### Extract
^^^^^^^^^^^^^^^^

It was Bannon who shopped dubious material, supposedly off a Hunter Biden laptop, to the New York Post and other news outlets. It was people in Bannon’s circles who have been desperately trying to “pizzagate” Biden with baseless rumors. It is Bannon and Rudy Giuliani who, as my colleagues David Corn and Dan Friedman have comprehensively reported, keep pushing ever thinner and more loathsome allegations to every right-wing outlet site around. And while mainstream media are not being hoodwinked as much as they were in the past, it doesn’t matter as much anymore because it’s easier—and more profitable—than ever to pump propaganda directly into America’s political bloodstream. 

What made Bannon so effective over the years is the reengineering of our news ecosystem by tech platforms, most notably Facebook. If Bannon helped make Trump, Facebook helped make Bannon. And even if Bannon were to end up behind bars, and Trump were to be booted out of the Oval, we’ll be living in the world they created for a long, long time.

The seeds for this were sown back in the 1990s, by the most powerful news site of the early years of online publishing, the Drudge Report. Matt Drudge realized that white conservative resentment could be an internet profit center: He repackaged other outlets’ stories under outrage-inducing headlines and sold the hell out of the ensuing web traffic. (Though this year, Trump has become too much even for Drudge.)

Learning at Drudge’s shoulder in those years was a young assistant named Andrew Breitbart, who went on to help Arianna Huffington launch what she intended as Drudge’s liberal counterpart, The Huffington Post. Then Breitbart moved on to start his own site. It was the mid-aughts; social media was blossoming, traditional publishers’ business model was crumbling, and the recession was fueling a toxic mix of economic and racial fears. Breitbart spent the early Obama years peddling birtherism and other conspiracy theories to an angry, white, and largely male audience to whom a Black president felt like an existential threat.

But Breitbart was still a marginal publisher, and Donald Trump a marginal celebrity. Then, however, two critical things happened. In 2012, Andrew Breitbart died and control of the site went to Bannon, who in turn brought in an infusion of capital from hedge-fund billionaire Robert Mercer, (who would also soon invest in a little-known British outfit named Cambridge Analytica).

And, right around the same time, Facebook began tweaking its algorithm—the formula that determines which posts get shown in your personal feed—to include more content from publishers. It aimed, as Mark Zuckerberg would famously say, to be the “perfect personalized newspaper for every person in the world.”

^^^^^^^^^^^^^^^^

Data items:
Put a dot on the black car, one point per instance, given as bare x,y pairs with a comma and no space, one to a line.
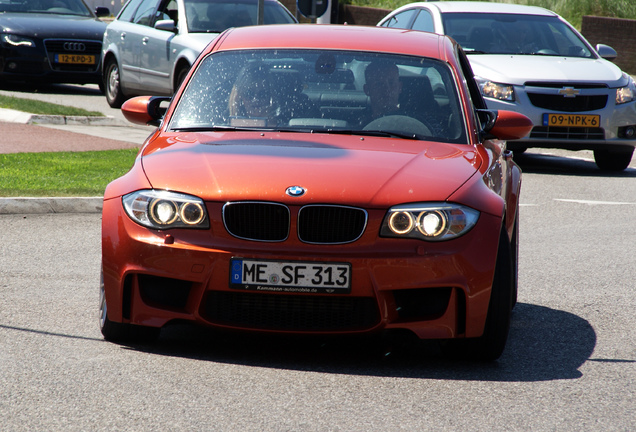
50,41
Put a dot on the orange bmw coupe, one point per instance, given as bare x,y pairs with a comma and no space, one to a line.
319,180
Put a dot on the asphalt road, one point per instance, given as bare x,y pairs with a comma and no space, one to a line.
570,364
86,96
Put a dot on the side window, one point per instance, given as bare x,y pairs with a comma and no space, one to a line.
475,94
424,21
145,12
129,10
401,20
168,10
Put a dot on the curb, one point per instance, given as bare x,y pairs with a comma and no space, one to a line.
27,205
14,116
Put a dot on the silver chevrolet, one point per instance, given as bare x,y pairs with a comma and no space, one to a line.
530,60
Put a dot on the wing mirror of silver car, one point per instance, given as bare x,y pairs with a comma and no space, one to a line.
146,110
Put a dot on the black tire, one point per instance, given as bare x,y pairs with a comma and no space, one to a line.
112,84
491,344
119,332
613,160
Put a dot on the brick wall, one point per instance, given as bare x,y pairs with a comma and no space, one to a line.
618,33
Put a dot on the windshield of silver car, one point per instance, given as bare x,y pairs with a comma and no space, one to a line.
213,16
323,91
484,33
61,7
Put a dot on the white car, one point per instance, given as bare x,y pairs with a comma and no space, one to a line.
530,60
151,45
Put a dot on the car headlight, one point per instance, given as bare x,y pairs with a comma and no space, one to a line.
627,93
165,210
498,91
429,221
15,40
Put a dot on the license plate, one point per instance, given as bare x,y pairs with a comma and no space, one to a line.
290,276
74,59
571,120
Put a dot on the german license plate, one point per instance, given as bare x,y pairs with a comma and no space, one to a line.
571,120
290,276
74,59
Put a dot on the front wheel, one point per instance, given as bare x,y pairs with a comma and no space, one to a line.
112,84
491,344
613,160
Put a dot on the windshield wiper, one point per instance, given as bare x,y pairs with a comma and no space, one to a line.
221,129
378,133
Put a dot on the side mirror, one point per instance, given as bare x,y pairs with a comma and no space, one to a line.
101,11
606,52
167,25
145,110
504,125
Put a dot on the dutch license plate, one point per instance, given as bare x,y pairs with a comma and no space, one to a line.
571,120
290,276
74,59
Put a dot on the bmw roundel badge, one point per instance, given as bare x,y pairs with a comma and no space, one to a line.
295,191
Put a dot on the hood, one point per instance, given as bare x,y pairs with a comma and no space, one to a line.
518,69
44,26
374,172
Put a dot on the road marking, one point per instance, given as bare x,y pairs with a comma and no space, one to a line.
589,202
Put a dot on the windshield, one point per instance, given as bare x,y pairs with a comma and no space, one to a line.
323,91
64,7
209,16
484,33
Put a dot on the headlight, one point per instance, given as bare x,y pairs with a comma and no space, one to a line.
429,221
165,210
16,40
493,90
627,93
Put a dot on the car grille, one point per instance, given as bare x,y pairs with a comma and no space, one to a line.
290,312
257,221
330,224
571,104
569,133
323,224
57,46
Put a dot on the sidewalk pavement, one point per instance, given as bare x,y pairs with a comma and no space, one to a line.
24,132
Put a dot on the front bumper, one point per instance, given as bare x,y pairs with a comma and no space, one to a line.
436,290
42,63
617,126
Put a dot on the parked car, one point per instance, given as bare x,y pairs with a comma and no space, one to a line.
285,192
50,42
151,45
530,60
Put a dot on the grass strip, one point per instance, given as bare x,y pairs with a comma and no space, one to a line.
46,108
60,174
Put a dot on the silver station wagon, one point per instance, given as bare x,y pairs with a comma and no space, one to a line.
530,60
151,45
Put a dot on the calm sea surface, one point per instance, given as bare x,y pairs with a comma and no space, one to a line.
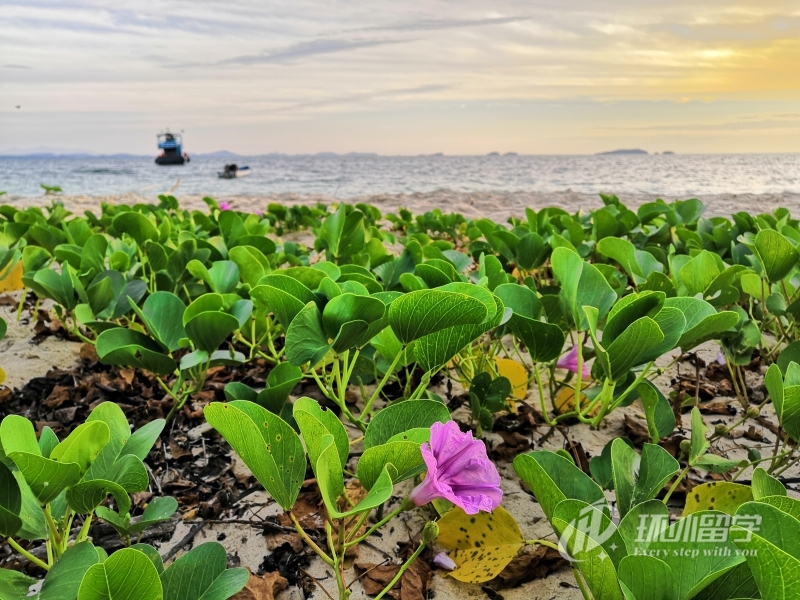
345,176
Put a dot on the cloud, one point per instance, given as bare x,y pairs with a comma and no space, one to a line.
305,49
433,24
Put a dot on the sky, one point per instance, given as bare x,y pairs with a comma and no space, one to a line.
410,77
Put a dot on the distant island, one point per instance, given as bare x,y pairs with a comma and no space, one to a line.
623,151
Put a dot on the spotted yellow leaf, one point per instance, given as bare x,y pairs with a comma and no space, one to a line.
724,496
484,543
565,399
11,278
516,374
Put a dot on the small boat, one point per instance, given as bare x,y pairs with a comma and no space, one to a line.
171,145
233,171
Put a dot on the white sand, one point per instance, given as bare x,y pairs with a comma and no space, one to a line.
496,205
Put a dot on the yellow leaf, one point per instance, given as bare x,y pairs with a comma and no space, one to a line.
724,496
11,278
484,543
516,374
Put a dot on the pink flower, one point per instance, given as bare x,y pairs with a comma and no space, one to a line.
570,362
458,471
443,561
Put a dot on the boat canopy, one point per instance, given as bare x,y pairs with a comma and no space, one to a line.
170,141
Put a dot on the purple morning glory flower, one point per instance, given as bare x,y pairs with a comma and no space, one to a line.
458,470
443,561
570,362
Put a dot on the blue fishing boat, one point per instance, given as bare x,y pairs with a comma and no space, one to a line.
171,145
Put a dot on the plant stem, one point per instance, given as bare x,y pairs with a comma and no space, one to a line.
538,377
27,554
375,527
674,486
311,544
402,570
376,393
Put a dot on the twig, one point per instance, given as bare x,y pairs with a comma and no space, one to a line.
184,540
316,581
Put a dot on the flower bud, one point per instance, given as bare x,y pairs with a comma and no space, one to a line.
430,532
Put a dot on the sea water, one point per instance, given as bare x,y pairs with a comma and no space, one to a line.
344,176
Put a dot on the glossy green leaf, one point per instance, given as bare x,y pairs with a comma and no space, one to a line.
404,456
777,254
266,444
315,422
127,574
202,574
427,311
638,478
553,479
404,416
581,285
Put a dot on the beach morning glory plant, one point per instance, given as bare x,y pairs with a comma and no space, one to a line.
458,470
402,441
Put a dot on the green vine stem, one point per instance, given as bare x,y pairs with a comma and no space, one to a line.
27,554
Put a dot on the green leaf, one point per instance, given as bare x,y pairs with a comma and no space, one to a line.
15,585
404,456
136,225
777,254
202,574
646,577
404,416
765,485
306,341
281,380
633,346
283,296
435,350
127,574
128,348
315,422
553,479
593,522
266,444
700,560
83,445
581,285
703,322
46,478
209,329
331,486
10,503
637,478
772,549
427,311
657,410
593,562
162,314
63,580
786,400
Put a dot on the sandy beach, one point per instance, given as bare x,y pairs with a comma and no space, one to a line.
498,205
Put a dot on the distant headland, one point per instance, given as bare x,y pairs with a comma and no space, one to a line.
623,151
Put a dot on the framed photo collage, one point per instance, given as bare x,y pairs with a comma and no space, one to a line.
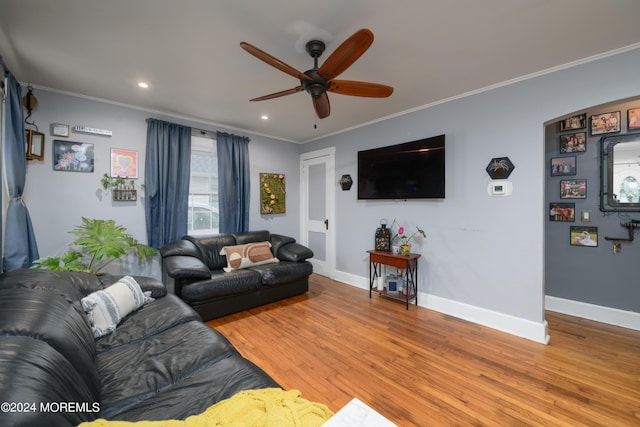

^^^^^^^^^^^^^^^^

### Tasks
a) Answer these questions from the text on Bannon and Facebook:
(i) Which newspaper does it name as receiving the material Bannon shopped?
(ii) What was the name of the young assistant who learned at Drudge's shoulder?
(iii) In what year did Andrew Breitbart die?
b) Carry the text on Bannon and Facebook forward from its final sentence.
None of the data items is needed here.

### Activity answers
a)
(i) The New York Post
(ii) Andrew Breitbart
(iii) 2012

b)
No one back then understood what this meant. In fact, many in the media were excited—Facebook promoting news could only be good for struggling newsrooms. Maybe it was even good for democracy.

But we misunderstood what Zuckerberg meant when he said “news.” He wasn’t talking about journalism, or any verified account of facts. He was talking about content—any content, of any quality. And, given that Facebook was laser-focused on growth, and growth was fueled by sharing, and sharing was fueled by emotion, he was in particular talking about content that riled you up. Content that made you love, but also content that made you hate.

What many of us didn’t know—but Steve Bannon did—was that content that makes you hate is easy to produce, and very clickable and shareable. And so, Breitbart turned the volume up to 11. It launched a vertical literally called “Black Crime.” It gave bylines to extremists and white nationalists. It became, as Bannon would tell Mother Jones as Trump’s 2016 campaign roared ahead, “the platform for the alt-right.”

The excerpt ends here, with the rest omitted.